== Task statement ==
Please gather every line below that contains the word "landing" and copy each one out. Case counts.
+--
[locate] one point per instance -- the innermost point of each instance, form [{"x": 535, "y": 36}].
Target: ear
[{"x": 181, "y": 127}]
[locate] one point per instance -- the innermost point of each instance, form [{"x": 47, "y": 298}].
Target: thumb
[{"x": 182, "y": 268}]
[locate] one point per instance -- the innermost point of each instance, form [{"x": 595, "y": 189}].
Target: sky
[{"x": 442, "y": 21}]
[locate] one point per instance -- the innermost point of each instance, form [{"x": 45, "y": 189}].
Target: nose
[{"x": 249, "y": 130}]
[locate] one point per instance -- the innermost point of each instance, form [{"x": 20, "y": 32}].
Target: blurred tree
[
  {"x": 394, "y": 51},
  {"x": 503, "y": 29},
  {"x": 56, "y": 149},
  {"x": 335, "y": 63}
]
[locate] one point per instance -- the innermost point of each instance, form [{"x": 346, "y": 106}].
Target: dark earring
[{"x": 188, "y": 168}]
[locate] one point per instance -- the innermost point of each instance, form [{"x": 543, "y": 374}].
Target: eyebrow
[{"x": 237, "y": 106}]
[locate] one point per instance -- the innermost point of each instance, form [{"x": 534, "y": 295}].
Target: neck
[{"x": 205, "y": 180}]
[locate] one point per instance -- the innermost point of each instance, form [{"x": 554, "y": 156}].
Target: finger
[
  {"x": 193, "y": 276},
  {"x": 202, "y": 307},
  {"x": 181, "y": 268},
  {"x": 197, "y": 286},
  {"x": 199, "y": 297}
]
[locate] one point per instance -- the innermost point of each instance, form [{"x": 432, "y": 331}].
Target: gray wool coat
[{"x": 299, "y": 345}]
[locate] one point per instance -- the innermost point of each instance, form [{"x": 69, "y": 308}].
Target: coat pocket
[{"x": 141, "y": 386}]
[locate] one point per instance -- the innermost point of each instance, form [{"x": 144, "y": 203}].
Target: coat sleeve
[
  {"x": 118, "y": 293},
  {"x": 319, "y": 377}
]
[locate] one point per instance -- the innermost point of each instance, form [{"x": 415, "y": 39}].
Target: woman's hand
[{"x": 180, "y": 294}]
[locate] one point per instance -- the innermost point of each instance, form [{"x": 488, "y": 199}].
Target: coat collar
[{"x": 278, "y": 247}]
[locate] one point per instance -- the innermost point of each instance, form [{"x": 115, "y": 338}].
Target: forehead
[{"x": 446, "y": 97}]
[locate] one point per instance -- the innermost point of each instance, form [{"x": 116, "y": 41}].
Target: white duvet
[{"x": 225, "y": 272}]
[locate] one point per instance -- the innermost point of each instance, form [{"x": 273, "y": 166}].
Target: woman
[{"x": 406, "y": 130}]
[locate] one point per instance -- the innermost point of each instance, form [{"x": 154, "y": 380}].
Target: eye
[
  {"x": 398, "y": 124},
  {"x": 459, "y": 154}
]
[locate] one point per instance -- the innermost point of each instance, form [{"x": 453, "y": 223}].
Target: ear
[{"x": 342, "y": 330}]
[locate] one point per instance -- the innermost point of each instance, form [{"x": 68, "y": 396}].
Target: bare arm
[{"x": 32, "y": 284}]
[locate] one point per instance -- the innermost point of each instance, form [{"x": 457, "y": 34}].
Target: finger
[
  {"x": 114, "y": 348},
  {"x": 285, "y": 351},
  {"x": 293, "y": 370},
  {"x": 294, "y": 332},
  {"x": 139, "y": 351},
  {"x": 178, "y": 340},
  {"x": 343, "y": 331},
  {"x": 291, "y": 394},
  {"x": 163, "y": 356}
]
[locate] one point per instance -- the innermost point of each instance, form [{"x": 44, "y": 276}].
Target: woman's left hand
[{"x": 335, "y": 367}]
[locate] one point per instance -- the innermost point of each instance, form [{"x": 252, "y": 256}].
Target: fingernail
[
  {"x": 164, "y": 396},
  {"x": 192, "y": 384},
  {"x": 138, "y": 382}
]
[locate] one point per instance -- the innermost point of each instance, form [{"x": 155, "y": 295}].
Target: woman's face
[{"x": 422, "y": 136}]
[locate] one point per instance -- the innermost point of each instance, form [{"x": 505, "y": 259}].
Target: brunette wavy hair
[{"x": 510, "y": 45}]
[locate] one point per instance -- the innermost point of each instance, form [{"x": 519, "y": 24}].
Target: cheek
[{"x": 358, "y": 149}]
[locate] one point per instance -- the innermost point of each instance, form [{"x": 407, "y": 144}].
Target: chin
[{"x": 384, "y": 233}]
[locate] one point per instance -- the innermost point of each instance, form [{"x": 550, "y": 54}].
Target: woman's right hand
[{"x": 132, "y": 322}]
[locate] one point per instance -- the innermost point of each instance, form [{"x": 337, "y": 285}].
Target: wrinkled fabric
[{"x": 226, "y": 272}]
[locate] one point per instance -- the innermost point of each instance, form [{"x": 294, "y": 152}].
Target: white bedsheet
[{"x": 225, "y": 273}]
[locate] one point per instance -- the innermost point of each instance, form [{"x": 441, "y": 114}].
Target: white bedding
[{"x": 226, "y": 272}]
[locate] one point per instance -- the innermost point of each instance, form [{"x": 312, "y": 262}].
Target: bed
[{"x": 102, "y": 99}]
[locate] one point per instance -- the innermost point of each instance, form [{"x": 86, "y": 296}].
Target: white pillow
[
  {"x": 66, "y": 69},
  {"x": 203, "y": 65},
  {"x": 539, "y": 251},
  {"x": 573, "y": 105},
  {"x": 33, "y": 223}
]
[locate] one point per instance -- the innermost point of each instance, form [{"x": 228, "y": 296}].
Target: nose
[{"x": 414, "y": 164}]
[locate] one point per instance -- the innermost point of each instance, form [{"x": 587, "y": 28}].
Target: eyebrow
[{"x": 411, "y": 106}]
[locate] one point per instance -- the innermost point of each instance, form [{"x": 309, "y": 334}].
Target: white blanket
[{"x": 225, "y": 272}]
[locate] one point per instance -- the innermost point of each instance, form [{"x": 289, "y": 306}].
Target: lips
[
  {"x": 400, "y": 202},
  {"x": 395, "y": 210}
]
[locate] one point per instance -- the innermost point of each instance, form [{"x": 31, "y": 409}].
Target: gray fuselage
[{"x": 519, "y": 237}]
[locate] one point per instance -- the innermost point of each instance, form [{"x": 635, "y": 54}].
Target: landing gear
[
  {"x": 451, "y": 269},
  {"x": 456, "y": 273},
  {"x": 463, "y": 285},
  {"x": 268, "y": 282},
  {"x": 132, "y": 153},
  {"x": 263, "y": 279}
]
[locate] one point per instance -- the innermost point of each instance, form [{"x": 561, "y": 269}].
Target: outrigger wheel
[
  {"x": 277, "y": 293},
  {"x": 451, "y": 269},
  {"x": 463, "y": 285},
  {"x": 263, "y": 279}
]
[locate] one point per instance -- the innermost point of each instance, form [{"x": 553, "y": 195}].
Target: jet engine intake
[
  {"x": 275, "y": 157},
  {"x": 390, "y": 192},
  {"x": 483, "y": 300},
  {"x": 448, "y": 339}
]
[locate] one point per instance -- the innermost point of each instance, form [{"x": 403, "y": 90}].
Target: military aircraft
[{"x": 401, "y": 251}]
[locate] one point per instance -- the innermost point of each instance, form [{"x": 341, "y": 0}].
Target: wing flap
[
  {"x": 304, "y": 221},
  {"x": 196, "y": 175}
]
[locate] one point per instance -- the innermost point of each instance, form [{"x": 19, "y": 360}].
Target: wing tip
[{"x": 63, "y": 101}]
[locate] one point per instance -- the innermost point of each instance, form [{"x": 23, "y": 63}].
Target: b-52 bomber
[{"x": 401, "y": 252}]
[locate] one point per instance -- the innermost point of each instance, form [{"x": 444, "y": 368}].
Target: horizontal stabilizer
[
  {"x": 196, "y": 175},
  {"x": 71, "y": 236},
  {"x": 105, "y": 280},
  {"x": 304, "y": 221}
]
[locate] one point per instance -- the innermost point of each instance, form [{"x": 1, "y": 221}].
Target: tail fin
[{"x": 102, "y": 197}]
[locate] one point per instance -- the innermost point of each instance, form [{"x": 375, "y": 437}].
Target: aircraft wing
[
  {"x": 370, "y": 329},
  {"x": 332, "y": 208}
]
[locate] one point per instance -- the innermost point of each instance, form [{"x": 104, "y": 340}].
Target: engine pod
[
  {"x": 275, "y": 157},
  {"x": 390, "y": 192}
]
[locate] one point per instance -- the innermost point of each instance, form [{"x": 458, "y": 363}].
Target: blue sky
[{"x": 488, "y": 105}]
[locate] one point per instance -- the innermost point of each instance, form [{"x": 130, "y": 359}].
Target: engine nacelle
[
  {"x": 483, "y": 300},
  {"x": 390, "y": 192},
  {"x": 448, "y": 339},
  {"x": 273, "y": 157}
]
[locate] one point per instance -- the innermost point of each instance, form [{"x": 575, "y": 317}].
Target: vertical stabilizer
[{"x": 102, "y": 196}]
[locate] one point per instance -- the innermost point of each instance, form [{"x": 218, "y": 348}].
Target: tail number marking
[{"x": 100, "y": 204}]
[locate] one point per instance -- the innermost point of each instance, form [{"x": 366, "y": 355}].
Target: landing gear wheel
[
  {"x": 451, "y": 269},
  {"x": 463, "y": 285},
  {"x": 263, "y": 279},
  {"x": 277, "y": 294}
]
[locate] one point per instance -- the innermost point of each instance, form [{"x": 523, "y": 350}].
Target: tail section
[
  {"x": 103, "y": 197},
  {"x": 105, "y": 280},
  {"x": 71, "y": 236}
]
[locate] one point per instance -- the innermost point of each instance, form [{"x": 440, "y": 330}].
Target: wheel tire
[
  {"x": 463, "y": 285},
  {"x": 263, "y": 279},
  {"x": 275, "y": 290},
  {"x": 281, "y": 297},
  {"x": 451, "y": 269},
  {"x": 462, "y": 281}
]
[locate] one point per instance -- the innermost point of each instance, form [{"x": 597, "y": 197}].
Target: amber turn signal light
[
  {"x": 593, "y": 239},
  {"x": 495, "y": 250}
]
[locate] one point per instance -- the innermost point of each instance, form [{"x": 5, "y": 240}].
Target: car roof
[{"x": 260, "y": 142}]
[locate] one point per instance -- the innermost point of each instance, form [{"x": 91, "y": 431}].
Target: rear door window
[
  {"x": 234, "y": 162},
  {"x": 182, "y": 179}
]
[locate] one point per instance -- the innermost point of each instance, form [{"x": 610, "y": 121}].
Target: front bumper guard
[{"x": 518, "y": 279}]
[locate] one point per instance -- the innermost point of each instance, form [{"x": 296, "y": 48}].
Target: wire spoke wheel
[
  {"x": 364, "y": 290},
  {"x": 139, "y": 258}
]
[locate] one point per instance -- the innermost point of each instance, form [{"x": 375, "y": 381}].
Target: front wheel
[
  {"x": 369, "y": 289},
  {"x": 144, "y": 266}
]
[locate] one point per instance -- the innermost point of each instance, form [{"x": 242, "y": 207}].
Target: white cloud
+--
== Complete answer ==
Target: landing gear
Target: landing gear wheel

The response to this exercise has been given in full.